| REQUIRED TASK |
Reproduce every line of the records below, keeping the request lines and their sample coordinates unchanged, and shift each answer's pixel coordinates by adding 75 to both numbers. Leave the pictures out of your output.

| INPUT RECORDS |
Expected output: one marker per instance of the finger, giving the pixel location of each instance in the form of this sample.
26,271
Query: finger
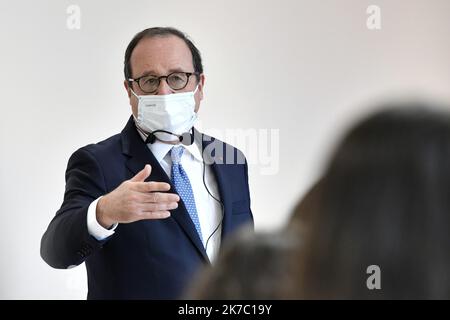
151,186
159,197
156,215
143,174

| EXERCISE RESULT |
Expected output: one marker per instance of the finger, giving the pixel location of each instance in the form of this sample.
26,271
Query: finger
226,261
234,272
231,290
218,249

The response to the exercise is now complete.